(WRITTEN INSTRUCTION)
Reproduce verbatim the part of the data that opens with the line containing "Drop a point on each instance of the white skyscraper" and runs through the end of the data, including both ends. Omit the pictures.

(DATA RECORDS)
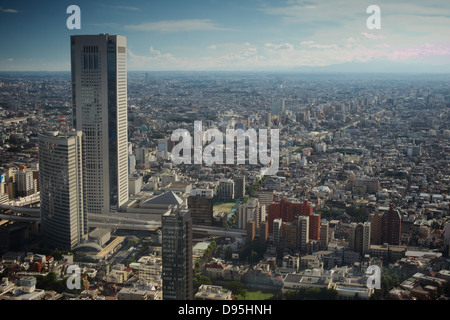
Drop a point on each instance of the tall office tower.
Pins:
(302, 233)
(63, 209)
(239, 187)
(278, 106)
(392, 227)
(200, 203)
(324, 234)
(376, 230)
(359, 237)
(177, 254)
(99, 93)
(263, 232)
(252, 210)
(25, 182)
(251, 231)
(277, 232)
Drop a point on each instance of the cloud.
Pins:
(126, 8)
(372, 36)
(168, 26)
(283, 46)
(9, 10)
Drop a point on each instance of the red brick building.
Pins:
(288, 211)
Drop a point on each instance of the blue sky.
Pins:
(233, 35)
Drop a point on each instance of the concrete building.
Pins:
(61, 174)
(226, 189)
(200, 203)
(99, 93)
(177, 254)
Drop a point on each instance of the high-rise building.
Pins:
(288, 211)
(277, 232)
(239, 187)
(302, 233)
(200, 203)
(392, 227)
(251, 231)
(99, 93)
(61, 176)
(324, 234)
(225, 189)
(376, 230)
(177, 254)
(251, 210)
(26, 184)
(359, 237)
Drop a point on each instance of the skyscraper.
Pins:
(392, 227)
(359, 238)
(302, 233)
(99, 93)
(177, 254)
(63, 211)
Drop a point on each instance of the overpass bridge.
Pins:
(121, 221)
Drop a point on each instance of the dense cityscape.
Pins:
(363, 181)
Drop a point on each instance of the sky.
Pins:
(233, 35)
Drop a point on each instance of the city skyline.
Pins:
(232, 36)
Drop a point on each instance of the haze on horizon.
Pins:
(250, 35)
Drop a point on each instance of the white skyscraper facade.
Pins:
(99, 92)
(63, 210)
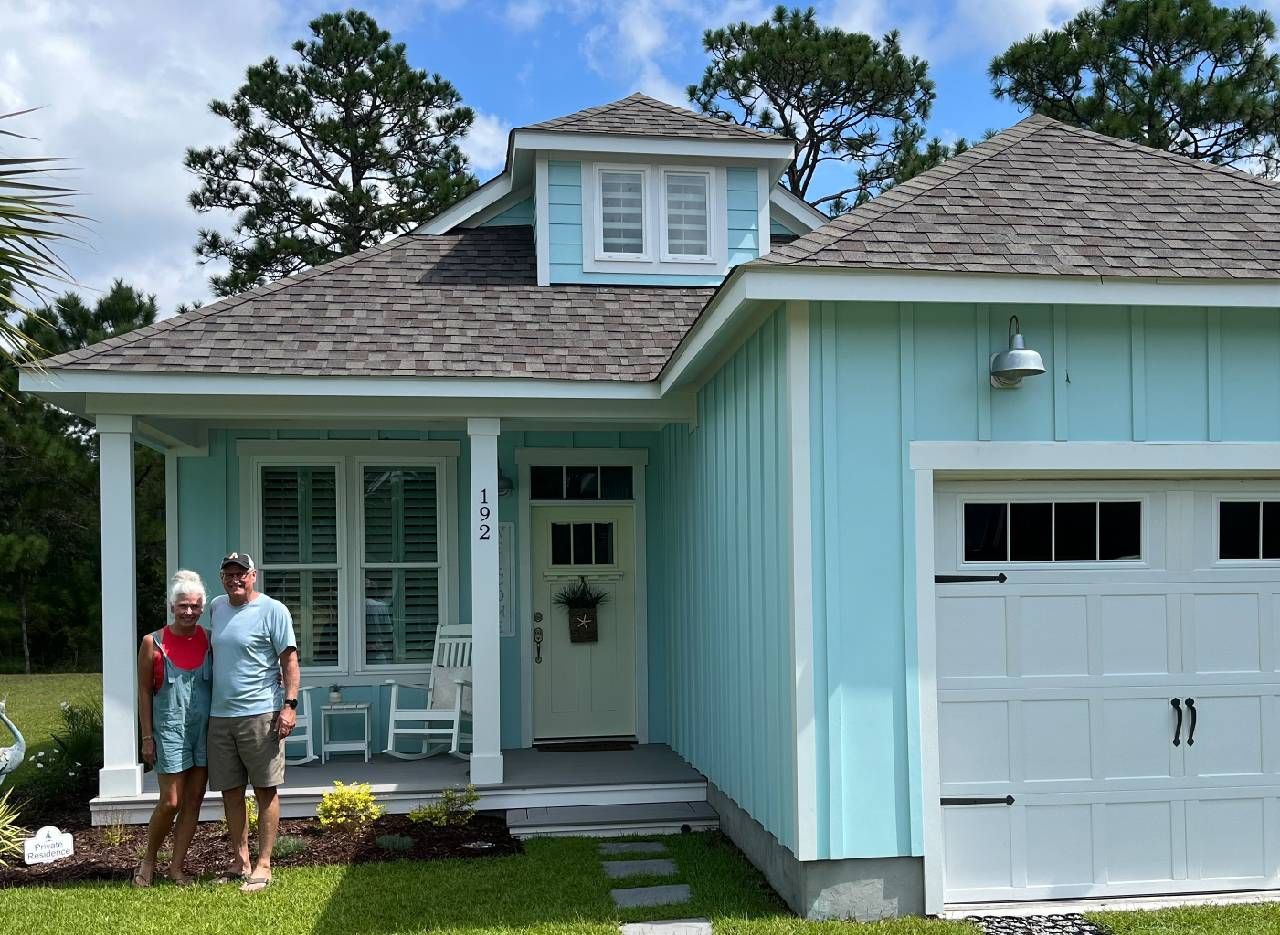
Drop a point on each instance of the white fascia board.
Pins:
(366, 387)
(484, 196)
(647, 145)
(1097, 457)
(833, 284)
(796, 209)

(EXERCISE ANSWER)
Drop a point on each instance of the white skyscraper facade.
Pins:
(99, 92)
(63, 210)
Drop a point on each instance of the white fascia board.
Pins:
(366, 387)
(484, 196)
(647, 145)
(1097, 457)
(833, 284)
(796, 209)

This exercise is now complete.